- **FRAGMENTO PROPORCIONADO**
▬▬▬▬▬▬

Aunque hoy pueda parecernos lo contrario, la ubicación de la sede inicial del club en un bar no fue algo casual ni aleatorio. Los bares (concepto importado, como el deporte del balón, de la Gran Bretaña, y rápidamente asumido como propio por estos lares) fueron, desde los inicios de nuestro fútbol, los espacios en los que, entre cigarrillos y copas de Kola Cortals, se tejió el entramado organizativo de la nueva pasión ciudadana. Ya desde antes de la Exposición de 1909 algunos locales de moda como el Tupinamba o el Miau (ambos en la calle de la Paz) servían de centro de reunión para los jóvenes burgueses que, tras conocer el fútbol casi de rebote, comenzaron a practicarlo en algunos solares de la ciudad. Era lógico. En la Valencia de comienzos de siglo los casinos de barrio acaparaban la discusión política. Los cafés, sin descuidar la política, parecían más orientados a la literatura, el arte y el periodismo. En este contexto los bares asumieron el patronazgo del deporte. Junto a los ya citados, y sin ánimo de exhaustividad, cabe nombrar a los bares Británico e Iborra (sedes del Deportivo Español) o el Federal (lugar de encuentro de los directivos y aficionados del primitivo Levante). Incluso el Gimnástico, un club aparentemente opuesto a todo lo que encarnaban los bares, acabó estableciendo su domicilio social en el Miau tras su salida del Patronato de la Juventud Obrera.

En los años veinte la remodelación de la plaza de Castelar (actualmente, del Ayuntamiento) y el desplazamiento definitivo del centro de ocio y negocios al sur del antiguo recinto amurallado hizo brotar como setas establecimientos en el viejo barrio de Pescadores, en cuyo entorno ya existían algunos locales de renombre como los históricos Cafés España y Suizo. En esa época el fútbol ya estaba consolidado como uno de los espectáculos de masas en la ciudad y tanto los viejos cafés como los nuevos bares se convirtieron en centro de apasionadas discusiones con la rivalidad Valencia-Gimnástico como telón de fondo. En este sentido, Casa Balanzá fue, sin discusión, uno de los mentideros preferidos de la ciudad para los aficionados al fútbol (y a los toros). Su propietario, don Julio Balanzá, descrito por todos sus contemporáneos como un hombre honesto y trabajador y de un acendrado republicanismo blasquista, llegaría a ser vicepresidente del Valencia durante la guerra.

▬▬▬▬▬▬

- **CONSIGNA**
¿Concuerda cada una de estas afirmaciones con el fragmento sobre los bares y el fútbol en Valencia? Responde sí o no y cita literalmente las palabras que lo deciden.
1. Los bares Británico e Iborra eran sedes del primitivo Levante.
2. El Gimnástico acabó estableciendo su domicilio social en el Miau.
3. Julio Balanzá llegó a ser presidente del Valencia durante la guerra.
El material que aparece a continuación es independiente del fragmento.

- **MATERIAL APORTADO**
▬▬▬▬▬▬

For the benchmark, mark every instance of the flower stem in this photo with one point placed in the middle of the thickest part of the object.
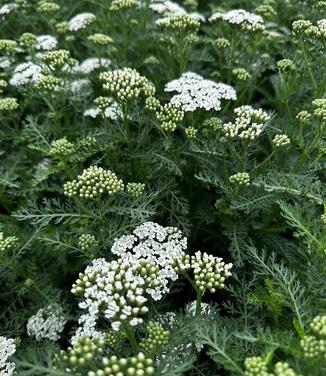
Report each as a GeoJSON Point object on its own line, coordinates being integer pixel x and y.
{"type": "Point", "coordinates": [130, 334]}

▬▬▬▬▬▬

- **RESULTADO DEL EJERCICIO**
1. No: «los bares Británico e Iborra (sedes del Deportivo Español)».
2. Sí: «acabó estableciendo su domicilio social en el Miau tras su salida del Patronato de la Juventud Obrera».
3. No: «llegaría a ser vicepresidente del Valencia durante la guerra».